_WHAT THE TASK ASKS_
Search the data below for the word "background" and copy each line that holds it.

Top of RECORD EXCERPTS

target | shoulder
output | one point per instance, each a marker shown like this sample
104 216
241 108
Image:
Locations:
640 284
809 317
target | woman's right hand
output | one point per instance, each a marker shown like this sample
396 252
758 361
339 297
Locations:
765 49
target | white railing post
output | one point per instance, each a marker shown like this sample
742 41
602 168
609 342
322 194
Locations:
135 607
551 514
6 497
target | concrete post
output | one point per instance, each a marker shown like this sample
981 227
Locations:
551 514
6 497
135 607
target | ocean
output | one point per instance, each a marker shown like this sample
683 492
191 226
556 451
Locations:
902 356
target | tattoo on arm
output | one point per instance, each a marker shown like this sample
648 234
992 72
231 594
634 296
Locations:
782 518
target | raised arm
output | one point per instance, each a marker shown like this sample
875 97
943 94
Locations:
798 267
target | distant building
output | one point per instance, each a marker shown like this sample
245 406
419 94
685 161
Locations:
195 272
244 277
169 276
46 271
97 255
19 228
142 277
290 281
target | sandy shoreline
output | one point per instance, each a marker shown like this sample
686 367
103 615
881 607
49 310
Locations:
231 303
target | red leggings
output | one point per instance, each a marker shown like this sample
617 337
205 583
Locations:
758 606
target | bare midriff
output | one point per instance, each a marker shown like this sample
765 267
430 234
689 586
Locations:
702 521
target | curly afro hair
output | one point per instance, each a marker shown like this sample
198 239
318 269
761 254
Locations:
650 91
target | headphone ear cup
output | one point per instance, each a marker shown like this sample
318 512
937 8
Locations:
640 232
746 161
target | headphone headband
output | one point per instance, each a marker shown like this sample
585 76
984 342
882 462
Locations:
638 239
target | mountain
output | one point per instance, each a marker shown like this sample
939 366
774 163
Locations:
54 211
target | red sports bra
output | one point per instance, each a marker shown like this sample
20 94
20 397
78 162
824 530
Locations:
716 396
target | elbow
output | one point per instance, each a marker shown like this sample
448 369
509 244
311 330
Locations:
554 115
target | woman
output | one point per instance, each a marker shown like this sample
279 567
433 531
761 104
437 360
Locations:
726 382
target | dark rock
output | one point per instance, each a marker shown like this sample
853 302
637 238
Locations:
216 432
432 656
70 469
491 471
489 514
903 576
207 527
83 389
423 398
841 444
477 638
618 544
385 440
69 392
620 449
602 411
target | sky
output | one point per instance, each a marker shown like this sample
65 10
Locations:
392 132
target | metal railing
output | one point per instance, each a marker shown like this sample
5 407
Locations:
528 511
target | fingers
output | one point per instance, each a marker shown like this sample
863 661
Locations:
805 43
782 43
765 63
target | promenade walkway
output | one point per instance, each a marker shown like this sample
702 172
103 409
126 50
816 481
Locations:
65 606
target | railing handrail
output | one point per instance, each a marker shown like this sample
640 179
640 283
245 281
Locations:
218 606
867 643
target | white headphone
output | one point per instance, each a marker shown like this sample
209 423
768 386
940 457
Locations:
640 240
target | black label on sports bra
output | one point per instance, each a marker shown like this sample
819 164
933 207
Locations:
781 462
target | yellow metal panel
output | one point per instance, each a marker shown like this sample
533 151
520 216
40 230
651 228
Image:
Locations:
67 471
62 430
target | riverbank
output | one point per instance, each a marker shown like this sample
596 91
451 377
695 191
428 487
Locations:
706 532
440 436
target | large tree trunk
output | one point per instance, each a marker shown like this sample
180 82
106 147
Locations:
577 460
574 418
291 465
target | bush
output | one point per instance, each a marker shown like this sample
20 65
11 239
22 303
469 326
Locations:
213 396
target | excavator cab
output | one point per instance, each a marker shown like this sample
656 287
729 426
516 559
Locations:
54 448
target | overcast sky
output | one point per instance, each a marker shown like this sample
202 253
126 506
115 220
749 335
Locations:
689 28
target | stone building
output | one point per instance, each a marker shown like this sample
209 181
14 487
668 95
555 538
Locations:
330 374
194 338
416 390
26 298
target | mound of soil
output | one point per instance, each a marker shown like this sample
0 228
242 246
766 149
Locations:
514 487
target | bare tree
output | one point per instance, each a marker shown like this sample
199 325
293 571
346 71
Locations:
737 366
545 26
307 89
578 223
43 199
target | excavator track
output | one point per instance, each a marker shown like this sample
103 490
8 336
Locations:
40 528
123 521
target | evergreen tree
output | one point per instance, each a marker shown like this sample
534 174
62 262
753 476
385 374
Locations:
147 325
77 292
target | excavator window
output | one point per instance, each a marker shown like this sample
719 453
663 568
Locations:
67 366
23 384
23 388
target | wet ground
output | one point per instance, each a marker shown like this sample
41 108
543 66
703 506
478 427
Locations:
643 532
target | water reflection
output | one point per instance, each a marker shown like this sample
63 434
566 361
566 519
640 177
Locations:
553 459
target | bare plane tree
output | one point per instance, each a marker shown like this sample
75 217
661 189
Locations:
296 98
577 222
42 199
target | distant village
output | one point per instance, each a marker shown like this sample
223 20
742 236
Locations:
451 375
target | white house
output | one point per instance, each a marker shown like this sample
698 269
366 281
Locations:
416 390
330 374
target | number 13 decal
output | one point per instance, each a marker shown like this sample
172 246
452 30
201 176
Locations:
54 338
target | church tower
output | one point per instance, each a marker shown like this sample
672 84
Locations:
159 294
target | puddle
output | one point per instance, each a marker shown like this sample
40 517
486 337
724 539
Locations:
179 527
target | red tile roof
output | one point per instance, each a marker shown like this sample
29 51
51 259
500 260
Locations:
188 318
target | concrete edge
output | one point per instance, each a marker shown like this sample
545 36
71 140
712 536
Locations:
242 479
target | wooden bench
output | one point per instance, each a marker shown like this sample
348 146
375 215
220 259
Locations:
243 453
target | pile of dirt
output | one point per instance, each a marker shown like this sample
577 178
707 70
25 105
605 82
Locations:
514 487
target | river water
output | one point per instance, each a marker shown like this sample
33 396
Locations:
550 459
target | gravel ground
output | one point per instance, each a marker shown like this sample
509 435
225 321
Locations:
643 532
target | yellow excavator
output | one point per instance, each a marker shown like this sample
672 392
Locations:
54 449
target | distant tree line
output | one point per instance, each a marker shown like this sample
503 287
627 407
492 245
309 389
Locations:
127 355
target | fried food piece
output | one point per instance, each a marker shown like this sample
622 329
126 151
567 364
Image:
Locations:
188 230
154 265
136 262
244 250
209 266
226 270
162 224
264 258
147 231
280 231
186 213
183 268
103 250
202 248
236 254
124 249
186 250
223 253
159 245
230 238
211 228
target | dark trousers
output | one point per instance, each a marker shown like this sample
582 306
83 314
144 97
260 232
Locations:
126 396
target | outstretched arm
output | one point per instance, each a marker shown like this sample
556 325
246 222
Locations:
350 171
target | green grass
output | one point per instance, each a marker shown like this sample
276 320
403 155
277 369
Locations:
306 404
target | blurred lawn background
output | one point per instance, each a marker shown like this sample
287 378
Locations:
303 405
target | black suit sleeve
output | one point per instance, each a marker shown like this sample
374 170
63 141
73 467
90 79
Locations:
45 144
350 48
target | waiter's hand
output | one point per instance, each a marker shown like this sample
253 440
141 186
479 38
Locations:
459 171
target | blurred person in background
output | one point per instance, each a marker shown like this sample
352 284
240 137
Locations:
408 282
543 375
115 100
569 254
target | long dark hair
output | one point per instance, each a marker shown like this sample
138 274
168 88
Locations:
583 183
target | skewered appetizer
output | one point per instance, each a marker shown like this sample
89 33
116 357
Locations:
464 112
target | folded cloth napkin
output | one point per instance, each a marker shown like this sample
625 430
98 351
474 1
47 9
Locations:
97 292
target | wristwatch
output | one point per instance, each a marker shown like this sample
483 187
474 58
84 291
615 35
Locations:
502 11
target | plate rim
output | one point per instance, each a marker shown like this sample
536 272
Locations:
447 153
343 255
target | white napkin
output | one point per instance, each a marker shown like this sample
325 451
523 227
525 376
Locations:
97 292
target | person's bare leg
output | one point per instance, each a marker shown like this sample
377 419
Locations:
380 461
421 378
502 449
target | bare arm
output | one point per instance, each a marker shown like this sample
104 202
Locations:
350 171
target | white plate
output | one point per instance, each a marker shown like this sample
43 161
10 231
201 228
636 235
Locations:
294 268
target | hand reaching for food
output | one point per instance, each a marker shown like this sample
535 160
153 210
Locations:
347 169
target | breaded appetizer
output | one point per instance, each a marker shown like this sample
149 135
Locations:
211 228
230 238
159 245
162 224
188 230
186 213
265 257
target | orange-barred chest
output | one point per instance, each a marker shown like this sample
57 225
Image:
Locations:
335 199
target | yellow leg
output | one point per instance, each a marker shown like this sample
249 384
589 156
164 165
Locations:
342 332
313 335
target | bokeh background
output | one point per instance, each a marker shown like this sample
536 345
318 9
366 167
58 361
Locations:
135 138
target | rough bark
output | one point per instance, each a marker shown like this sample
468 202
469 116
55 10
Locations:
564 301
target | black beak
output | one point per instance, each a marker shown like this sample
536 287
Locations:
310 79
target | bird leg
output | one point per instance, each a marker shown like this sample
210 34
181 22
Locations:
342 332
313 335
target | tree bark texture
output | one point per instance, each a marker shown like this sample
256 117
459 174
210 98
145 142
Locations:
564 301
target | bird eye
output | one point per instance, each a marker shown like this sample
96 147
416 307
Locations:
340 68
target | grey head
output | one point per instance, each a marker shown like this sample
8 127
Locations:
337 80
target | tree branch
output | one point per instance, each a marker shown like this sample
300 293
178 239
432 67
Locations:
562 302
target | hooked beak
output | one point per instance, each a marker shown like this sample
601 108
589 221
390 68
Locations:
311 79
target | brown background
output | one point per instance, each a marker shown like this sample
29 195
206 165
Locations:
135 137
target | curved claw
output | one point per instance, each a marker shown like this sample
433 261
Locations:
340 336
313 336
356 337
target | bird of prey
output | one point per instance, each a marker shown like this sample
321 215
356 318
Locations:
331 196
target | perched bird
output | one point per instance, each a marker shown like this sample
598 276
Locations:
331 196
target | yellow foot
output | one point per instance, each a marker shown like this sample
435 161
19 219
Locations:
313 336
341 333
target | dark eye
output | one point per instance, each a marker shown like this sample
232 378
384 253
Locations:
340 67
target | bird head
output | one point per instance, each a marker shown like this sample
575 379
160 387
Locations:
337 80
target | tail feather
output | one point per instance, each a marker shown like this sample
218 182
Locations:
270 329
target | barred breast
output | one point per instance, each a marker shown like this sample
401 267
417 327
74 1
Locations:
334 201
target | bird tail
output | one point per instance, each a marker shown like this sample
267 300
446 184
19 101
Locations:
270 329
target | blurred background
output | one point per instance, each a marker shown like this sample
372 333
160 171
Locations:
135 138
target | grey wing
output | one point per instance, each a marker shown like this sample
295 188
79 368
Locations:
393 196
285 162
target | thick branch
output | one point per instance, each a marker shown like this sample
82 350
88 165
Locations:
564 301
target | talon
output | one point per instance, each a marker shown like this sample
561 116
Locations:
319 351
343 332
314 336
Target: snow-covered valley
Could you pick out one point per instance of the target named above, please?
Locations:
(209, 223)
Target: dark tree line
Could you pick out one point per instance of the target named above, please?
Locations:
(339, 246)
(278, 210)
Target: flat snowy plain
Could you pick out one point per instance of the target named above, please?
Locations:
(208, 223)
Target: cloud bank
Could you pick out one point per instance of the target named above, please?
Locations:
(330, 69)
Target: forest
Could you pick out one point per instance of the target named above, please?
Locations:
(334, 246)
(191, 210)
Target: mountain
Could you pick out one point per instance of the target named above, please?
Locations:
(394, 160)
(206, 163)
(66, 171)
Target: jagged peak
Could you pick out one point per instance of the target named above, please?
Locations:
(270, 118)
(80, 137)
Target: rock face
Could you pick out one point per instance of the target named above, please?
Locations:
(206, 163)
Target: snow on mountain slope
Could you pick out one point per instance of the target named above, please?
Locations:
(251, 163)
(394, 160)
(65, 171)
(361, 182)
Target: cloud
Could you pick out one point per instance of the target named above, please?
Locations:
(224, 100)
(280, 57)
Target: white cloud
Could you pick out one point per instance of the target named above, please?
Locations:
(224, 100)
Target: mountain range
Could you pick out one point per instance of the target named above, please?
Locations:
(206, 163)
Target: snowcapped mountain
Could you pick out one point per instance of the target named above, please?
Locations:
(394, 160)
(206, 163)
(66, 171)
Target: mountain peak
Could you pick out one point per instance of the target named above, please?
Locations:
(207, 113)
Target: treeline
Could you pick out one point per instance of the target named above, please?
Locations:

Bottom of RECORD EXCERPTS

_EXERCISE ANSWER_
target | blurred lawn background
target | blurred person in background
target | bokeh background
target | brown background
target | blurred background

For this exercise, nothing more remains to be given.